__TASK DATA__.
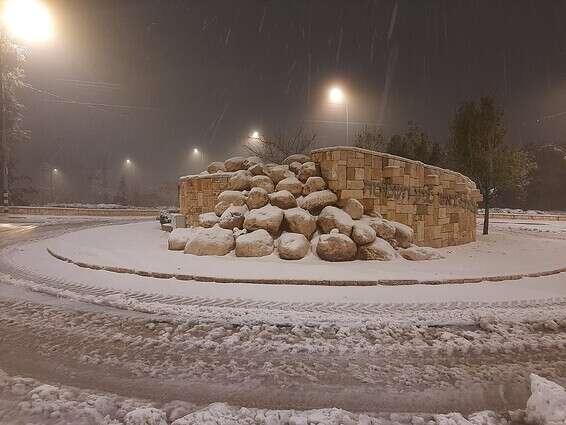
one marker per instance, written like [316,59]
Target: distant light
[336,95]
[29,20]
==
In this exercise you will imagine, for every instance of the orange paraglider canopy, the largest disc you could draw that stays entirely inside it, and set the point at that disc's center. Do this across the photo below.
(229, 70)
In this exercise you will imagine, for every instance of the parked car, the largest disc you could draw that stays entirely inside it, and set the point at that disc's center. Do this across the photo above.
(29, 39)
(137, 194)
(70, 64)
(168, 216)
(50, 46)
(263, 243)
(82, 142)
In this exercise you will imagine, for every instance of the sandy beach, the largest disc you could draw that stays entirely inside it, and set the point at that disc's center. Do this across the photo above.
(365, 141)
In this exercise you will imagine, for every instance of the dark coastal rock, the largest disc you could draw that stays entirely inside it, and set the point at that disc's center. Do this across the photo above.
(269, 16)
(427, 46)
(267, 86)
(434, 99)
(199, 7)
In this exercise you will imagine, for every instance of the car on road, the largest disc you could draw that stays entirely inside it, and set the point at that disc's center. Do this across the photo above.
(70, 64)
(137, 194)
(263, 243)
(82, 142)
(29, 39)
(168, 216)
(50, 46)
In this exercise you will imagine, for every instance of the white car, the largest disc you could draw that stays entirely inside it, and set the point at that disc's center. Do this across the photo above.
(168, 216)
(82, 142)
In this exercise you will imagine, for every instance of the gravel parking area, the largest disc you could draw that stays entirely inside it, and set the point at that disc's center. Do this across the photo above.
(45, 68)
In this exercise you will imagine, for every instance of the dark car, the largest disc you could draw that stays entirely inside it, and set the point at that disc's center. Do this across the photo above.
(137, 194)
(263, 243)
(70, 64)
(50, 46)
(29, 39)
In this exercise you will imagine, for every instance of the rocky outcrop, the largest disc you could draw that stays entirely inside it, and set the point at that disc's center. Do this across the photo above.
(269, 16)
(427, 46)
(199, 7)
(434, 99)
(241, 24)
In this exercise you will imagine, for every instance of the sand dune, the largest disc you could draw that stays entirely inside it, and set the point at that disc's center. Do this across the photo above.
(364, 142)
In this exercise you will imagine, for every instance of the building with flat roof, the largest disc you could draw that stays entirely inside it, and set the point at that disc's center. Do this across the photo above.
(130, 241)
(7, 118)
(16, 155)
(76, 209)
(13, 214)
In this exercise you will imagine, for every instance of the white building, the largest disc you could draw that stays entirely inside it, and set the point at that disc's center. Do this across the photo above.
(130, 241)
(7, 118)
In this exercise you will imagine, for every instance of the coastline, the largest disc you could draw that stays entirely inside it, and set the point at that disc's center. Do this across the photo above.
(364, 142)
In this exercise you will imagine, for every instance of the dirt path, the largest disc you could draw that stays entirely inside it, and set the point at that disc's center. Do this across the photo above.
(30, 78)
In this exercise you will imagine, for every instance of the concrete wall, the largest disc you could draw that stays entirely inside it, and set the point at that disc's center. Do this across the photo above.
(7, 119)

__AIM__.
Find each row above that contains the word "building", and copy every such row in full.

__SOLUTION__.
In this exercise you will imagine, for every instance of the building with flat roof, the largest disc you could draw that stays entirely inside it, and set the point at that disc's center. Do this across the photo above.
In this exercise you will imagine, for every instance of the white building, the largest disc you could draw that stays entirely inside it, and set the point at that disc's center. Do this across the photo above.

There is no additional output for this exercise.